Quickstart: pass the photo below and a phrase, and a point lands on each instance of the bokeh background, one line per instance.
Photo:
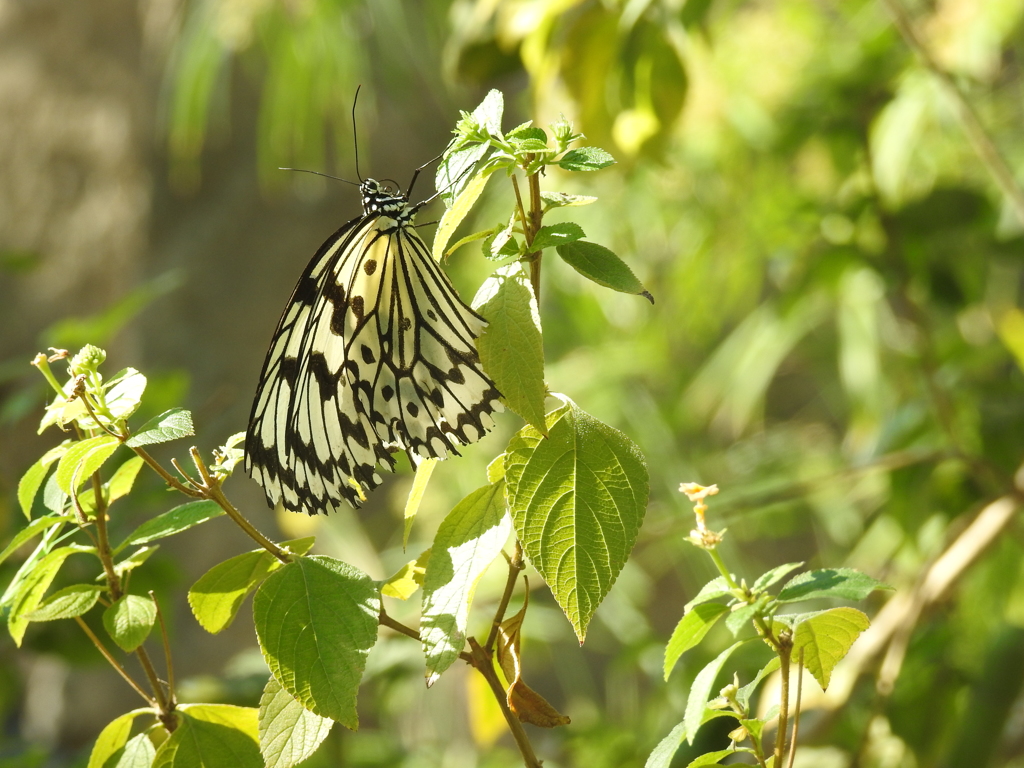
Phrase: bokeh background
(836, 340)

---

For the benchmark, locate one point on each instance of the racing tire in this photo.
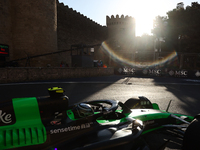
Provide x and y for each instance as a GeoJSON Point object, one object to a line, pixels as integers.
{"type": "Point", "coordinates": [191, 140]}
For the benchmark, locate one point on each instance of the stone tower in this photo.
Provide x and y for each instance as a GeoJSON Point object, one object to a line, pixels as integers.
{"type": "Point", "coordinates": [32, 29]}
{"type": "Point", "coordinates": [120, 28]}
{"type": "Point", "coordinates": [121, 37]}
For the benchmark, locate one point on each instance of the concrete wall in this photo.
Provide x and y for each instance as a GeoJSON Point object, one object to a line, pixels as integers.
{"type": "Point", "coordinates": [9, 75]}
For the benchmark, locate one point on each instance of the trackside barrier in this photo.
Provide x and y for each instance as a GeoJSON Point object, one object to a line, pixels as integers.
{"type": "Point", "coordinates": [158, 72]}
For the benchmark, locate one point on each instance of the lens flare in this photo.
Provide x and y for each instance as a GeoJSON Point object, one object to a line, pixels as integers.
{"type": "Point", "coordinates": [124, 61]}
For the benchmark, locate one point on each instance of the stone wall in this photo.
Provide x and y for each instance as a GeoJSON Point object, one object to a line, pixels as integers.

§ **Exercise details**
Count the lines above that contain the string "wall", with case counting, and give only the number.

§ **The response**
2